**Dataset entries:**
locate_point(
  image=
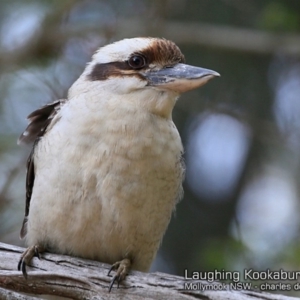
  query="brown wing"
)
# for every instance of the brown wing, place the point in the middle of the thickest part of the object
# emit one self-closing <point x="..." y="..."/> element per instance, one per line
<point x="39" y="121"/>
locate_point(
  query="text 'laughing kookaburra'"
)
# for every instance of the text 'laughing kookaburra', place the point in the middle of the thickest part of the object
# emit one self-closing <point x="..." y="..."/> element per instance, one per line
* * *
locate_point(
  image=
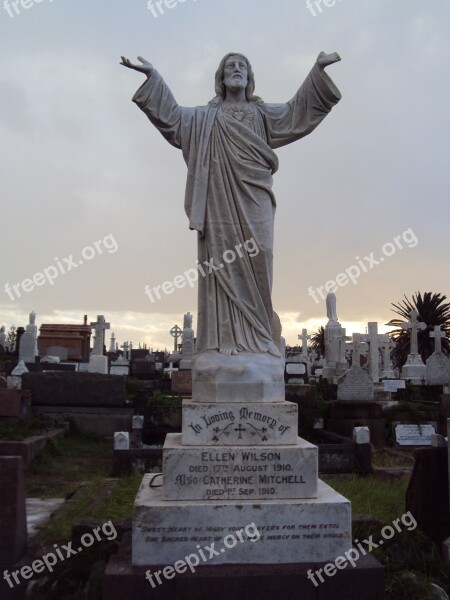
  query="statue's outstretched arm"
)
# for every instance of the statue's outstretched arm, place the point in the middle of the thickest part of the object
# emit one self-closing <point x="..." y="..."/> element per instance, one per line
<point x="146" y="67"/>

**Set exercise:** Show every line of the material above that contains the string "outstretched", matching case exactly.

**Answer to this task:**
  query="statue's outstretched arm"
# for every instance of the statue's outstretched arm, place the point in the middle of the thickest part of the object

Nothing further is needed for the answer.